_WHAT THIS EXERCISE ASKS_
A - According to the article on ERC Advanced Grants, how many applications did the ERC receive?
B - Rewrite the passage of the article on ERC Advanced Grants starting at "Ten ERC Advanced" and ending at "Max Planck Institutes.", swapping "Advanced Grants" for "Starting Grants".

_TEXT PROVIDED_
Ten ERC Advanced Grants for Max Planck scientists

Fifty applications for funding successful in Seventh EU Framework Programme

October 07, 2013

The European Research Council (ERC) has published the names of the successful applicants for Advanced Grants in the sixth and final round of the Seventh Framework Programme. A total of 284 grants were approved, with funding of up to €3.5 million per grant. Ten grants were awarded to scientists at Max Planck Institutes.

The Max Planck grant recipients include nine men and one woman; one grant was awarded for a research project in the humanities, the others were allocated to the life sciences.

The ERC awards Advanced Grants to leading scientists who combine outstanding research with innovative approaches. The long-term, generous funding supports projects that have the potential for a scientific breakthrough in their research area thanks to ambitious ideas, unconventional methods and a pioneering spirit.

The ERC received 2,408 applications – an increase of almost five percent on the previous year. Almost 12 percent of applications were successful. The decision about who receives an Advanced Grant is made in a peer review evaluation: 25 panels, composed of eminent scientists, select the grant recipients in the three categories of ‘Physical Science and Engineering’, ‘Life Sciences’ and ‘Social Sciences and Humanities’. The latter accounts for the lowest proportion of grants awarded (18 percent of all grants); the lion’s share of funding goes to the physical sciences and engineering and the life sciences (45 and 36 percent respectively).

_DATASET CONTENT_
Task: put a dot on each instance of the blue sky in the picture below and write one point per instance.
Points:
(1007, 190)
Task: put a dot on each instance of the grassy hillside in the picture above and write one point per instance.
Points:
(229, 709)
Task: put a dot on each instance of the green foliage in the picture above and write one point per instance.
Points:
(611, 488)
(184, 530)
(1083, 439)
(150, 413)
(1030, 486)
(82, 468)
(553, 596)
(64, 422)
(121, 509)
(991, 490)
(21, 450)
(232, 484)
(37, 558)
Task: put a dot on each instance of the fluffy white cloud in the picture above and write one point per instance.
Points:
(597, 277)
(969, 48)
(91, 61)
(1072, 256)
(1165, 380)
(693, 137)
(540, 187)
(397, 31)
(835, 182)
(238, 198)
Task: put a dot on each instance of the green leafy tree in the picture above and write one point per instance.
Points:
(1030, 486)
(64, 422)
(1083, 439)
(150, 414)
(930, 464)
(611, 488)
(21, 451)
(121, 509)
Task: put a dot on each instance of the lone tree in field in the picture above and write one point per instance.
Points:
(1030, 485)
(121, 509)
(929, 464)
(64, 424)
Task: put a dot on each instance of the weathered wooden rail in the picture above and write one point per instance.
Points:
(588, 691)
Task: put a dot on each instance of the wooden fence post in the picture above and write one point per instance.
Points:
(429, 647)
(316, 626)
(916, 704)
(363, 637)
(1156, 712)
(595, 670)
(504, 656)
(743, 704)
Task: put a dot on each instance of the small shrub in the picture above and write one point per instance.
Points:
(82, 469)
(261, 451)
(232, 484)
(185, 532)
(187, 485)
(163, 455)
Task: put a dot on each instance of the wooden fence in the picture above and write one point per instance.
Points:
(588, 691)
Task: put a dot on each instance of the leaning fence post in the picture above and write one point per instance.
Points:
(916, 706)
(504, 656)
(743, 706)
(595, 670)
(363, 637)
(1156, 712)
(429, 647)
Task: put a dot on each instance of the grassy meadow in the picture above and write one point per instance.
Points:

_RESULTS OF THE TASKS_
A - 2,408

B -
Ten ERC Starting Grants for Max Planck scientists

Fifty applications for funding successful in Seventh EU Framework Programme

October 07, 2013

The European Research Council (ERC) has published the names of the successful applicants for Starting Grants in the sixth and final round of the Seventh Framework Programme. A total of 284 grants were approved, with funding of up to €3.5 million per grant. Ten grants were awarded to scientists at Max Planck Institutes.